**Data for the task:**

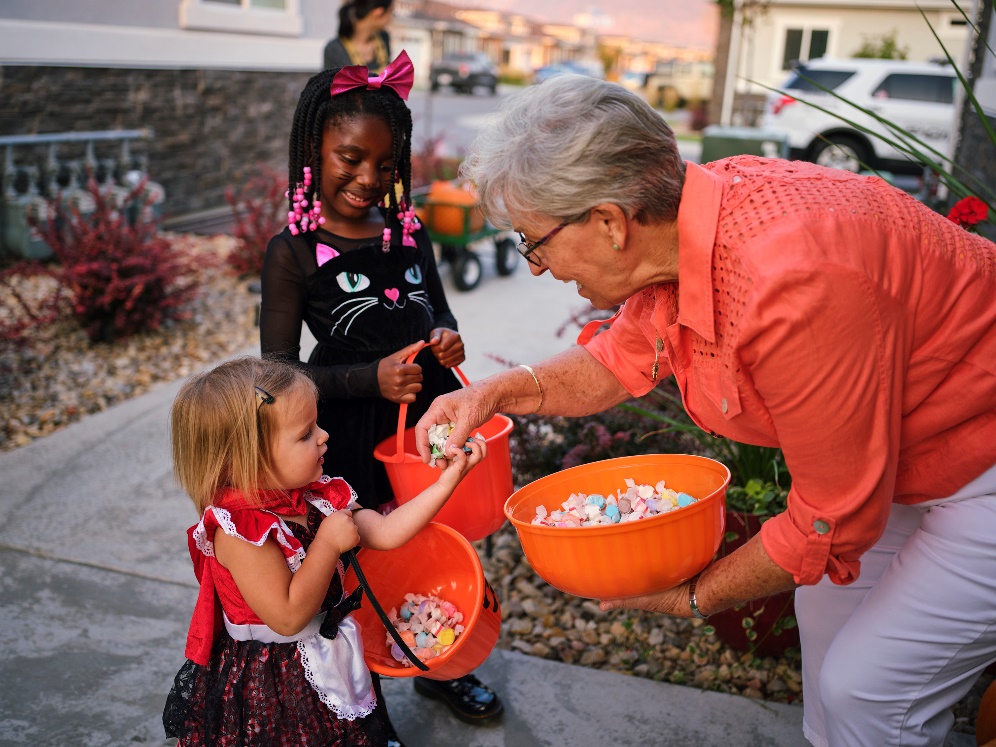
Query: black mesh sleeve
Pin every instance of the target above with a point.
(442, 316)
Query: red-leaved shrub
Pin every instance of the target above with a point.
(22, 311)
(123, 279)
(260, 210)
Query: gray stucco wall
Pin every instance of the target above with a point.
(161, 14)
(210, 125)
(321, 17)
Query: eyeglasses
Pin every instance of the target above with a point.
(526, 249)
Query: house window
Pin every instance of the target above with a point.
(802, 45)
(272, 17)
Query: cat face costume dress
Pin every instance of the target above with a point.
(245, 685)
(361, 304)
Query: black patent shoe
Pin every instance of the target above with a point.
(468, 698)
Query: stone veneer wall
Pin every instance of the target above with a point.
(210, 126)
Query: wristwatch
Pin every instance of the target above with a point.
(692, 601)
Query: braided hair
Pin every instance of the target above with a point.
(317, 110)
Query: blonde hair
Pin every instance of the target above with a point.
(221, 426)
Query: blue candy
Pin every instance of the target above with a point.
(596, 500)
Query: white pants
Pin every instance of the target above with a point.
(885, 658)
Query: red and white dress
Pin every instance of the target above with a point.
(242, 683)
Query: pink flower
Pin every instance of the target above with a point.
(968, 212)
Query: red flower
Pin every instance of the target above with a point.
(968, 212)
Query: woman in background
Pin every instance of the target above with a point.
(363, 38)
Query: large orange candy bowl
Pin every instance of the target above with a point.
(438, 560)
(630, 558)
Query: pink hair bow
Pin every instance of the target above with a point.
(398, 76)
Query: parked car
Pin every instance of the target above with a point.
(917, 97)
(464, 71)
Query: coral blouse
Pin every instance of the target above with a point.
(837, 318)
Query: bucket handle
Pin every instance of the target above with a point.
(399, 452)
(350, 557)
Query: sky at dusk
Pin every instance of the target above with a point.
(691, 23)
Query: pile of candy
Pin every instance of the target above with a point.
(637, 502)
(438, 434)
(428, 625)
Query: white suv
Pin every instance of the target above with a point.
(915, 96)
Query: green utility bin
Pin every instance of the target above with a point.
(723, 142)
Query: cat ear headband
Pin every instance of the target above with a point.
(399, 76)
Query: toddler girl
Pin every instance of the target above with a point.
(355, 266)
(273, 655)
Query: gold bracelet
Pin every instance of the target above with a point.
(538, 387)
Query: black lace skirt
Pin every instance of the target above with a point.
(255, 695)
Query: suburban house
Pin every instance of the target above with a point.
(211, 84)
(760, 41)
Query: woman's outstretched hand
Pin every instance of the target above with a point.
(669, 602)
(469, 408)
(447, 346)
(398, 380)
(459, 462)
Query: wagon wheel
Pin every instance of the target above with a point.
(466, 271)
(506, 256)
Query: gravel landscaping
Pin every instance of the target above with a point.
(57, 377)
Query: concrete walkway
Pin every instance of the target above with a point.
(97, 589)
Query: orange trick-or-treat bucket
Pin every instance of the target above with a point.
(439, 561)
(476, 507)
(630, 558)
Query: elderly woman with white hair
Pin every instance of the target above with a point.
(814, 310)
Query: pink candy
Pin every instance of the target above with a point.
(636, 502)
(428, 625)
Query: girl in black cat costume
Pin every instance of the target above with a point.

**Try it:**
Repeat exactly the lines of the listing above, from the one with "Query: red and white dress" down to the one with "Query: bucket handle"; both of those lines belong in the range.

**Response to this task:**
Query: red and white dress
Pin every instance of the target above with a point.
(242, 683)
Query: pink flower
Pin every instance of the target above with a point.
(968, 212)
Query: red flower
Pin every instance of the target above with a point.
(968, 212)
Query: woman in background
Pin every instance of the target above with a point.
(363, 38)
Query: large orange candy bowl
Pin every instance of the target above with a point.
(438, 560)
(630, 558)
Query: pink hair bow
Pin every instance of the target above with a point.
(398, 76)
Query: parked car
Pin every instance of the target above with a point.
(917, 97)
(464, 71)
Query: coral blouse
Pin every instance of the target above with a point.
(837, 318)
Query: bucket handle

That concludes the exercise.